__Problems to solve__
**a.** In the cable passage, what do the ground conductors provide?
**b.** Reproduce the cable passage word for word from "This present invention" to "the various devices.".

__Text passage__
++++++++++

This present invention relates generally to signal transmission cable structures for electronic devices and particularly to improving the performance and construction of such a cable structure by improving the ground termination at the connector of the cable structure.
The use of electronic devices of all kinds has increased dramatically throughout society, which has led to a significant increase in the demand for improved components utilized with such devices. One facet in the utilization of such electronic devices involves the data communications between such devices within a networked system. For example, many electronic devices may now be coupled and synchronized with other electronic devices, such as a computer, for transmitting data and other information back and forth between the various devices.
For accurate data and information transmission in such a system, the components of the system devices, and particularly the interface components of the system which connect between the various electronic devices, must be optimized for greater speed and performance. One particularly important interface component is the transmission cable which extends between the electronic devices that are communicating. Various cable designs have been utilized for such data and information transmission. Generally, suitable cable structures utilize a plurality of electrical conductors and a connector structure at one or both ends which interfaces with the connector structure of the electronic device. For example, connectors of a cable might plug into appropriate socket structures in the electronic devices. The electrical conductors include signal conductors; that is, transmission lines which carry the actual data or information signals, and ground conductors which provide an electrical reference for the transmitted data and information.

++++++++++

__Listed entries__
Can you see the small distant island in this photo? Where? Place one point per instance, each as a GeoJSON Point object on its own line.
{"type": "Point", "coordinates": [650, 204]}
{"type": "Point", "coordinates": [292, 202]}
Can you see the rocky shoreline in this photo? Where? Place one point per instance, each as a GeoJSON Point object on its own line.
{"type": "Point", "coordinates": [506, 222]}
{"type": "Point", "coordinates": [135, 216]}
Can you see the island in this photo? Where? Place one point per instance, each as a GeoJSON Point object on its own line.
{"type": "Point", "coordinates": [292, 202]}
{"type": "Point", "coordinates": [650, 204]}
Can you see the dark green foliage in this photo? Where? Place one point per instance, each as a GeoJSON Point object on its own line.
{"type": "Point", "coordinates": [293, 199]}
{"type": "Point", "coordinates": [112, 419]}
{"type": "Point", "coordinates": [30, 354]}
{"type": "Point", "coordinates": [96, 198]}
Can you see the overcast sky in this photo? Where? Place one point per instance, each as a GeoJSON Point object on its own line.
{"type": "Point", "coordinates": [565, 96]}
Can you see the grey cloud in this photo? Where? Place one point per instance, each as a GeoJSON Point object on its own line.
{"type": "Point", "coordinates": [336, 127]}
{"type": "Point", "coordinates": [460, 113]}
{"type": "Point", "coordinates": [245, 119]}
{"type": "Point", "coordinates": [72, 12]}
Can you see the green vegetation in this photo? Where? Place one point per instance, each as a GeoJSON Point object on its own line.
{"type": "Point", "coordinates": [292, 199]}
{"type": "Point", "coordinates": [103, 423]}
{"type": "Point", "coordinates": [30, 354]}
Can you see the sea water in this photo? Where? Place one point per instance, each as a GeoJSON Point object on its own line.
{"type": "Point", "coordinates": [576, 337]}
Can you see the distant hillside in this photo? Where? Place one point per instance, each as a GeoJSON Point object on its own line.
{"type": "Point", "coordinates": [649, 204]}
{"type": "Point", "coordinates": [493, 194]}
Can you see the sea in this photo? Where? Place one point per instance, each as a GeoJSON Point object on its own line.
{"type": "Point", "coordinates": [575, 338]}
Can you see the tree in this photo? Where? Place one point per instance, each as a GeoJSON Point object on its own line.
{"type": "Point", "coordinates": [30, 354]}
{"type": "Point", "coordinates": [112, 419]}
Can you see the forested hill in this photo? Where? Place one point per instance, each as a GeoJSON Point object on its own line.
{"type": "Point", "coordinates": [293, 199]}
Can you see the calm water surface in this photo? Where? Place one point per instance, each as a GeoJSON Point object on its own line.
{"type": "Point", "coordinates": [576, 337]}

++++++++++

__Solutions to the tasks__
**a.** They provide an electrical reference for the transmitted data and information.

**b.**
This present invention relates generally to signal transmission cable structures for electronic devices and particularly to improving the performance and construction of such a cable structure by improving the ground termination at the connector of the cable structure.
The use of electronic devices of all kinds has increased dramatically throughout society, which has led to a significant increase in the demand for improved components utilized with such devices. One facet in the utilization of such electronic devices involves the data communications between such devices within a networked system. For example, many electronic devices may now be coupled and synchronized with other electronic devices, such as a computer, for transmitting data and other information back and forth between the various devices.